WHAT YOU HAVE TO DO:
Please count the rows below that contain the word "traffic", and reply with only that number.
◇ ◇ ◇ ◇ ◇
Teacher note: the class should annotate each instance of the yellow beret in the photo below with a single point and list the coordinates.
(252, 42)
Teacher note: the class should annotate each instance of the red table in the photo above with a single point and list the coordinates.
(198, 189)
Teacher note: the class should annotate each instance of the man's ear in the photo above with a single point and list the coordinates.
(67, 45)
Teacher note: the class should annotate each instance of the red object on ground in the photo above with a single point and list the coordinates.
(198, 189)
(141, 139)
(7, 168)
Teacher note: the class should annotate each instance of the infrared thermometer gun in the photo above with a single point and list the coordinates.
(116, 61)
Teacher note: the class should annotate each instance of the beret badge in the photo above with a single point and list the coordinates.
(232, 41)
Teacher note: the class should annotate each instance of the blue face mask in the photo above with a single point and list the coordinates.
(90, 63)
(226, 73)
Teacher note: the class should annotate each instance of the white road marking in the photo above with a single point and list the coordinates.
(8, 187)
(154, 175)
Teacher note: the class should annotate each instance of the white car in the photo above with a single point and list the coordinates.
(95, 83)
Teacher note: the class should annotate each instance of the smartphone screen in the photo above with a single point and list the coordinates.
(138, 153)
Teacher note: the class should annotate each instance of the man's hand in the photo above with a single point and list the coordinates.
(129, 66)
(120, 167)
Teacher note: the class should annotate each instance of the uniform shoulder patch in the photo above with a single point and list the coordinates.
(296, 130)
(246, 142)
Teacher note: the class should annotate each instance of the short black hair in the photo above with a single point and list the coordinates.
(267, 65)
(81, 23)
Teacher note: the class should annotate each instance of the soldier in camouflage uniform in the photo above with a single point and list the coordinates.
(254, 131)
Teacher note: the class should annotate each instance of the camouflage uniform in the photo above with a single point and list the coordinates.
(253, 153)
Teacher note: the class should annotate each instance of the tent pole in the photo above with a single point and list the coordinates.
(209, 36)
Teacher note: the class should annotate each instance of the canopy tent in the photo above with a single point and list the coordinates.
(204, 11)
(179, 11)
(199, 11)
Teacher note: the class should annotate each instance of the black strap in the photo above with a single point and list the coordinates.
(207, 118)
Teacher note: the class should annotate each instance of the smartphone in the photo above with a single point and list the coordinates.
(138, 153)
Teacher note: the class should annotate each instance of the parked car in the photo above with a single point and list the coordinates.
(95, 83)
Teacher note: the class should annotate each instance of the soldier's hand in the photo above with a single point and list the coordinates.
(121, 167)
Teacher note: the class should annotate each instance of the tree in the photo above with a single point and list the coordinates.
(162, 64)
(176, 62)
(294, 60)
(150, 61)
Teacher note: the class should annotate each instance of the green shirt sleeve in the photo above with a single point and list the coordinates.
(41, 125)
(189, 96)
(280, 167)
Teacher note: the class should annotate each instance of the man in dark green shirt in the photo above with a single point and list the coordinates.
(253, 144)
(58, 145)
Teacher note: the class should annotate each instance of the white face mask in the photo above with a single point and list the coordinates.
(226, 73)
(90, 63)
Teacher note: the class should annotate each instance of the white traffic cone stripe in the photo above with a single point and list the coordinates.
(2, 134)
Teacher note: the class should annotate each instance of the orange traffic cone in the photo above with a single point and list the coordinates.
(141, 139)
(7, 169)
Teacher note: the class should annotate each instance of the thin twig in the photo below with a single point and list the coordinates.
◇ ◇ ◇ ◇ ◇
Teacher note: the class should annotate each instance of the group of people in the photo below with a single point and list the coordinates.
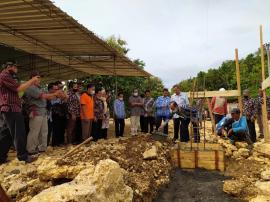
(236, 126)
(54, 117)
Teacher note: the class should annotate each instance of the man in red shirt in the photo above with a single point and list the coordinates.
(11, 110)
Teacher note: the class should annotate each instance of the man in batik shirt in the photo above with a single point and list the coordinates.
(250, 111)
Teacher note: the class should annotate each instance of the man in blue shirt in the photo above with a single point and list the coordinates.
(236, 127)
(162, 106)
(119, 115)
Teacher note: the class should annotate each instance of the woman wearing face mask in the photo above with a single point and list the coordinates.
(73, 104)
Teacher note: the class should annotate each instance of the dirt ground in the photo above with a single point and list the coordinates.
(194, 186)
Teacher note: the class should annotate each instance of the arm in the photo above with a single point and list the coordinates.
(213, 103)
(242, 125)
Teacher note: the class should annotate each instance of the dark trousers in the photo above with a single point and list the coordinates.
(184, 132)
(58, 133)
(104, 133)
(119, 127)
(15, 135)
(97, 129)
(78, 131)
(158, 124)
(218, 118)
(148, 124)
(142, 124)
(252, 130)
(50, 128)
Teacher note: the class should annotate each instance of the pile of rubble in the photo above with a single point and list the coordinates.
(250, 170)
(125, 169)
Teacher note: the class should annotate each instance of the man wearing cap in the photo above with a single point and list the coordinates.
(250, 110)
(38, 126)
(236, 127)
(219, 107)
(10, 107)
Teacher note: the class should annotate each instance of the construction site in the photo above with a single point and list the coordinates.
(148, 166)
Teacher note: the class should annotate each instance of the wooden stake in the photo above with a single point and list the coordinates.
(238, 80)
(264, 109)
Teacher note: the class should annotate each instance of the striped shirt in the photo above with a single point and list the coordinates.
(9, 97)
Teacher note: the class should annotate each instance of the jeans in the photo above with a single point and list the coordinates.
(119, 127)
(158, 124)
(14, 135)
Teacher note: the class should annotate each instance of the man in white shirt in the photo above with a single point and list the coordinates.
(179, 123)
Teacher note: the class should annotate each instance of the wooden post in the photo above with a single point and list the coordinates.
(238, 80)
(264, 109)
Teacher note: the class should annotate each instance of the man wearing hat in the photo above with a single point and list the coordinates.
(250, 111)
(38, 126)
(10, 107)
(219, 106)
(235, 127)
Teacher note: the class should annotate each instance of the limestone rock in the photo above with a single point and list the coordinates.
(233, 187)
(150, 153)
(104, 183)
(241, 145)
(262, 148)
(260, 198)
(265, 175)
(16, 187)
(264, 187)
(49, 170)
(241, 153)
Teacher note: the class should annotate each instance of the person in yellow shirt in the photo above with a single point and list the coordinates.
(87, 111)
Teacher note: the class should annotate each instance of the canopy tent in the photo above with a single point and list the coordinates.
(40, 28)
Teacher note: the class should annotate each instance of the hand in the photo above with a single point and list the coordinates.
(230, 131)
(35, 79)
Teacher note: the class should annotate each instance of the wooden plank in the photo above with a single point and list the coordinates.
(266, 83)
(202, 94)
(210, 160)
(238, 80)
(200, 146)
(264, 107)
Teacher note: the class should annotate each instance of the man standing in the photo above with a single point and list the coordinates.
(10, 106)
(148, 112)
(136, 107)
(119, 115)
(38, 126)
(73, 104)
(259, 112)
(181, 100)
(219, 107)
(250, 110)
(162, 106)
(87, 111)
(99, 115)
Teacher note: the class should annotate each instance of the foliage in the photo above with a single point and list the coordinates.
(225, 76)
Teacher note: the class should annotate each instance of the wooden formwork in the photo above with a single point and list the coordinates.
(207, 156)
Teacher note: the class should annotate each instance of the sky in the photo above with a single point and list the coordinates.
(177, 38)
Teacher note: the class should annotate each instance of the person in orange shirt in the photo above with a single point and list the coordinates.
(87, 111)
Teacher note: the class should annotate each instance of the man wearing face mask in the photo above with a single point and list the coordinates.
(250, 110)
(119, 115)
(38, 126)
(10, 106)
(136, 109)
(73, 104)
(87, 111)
◇ ◇ ◇ ◇ ◇
EXERCISE OUTPUT:
2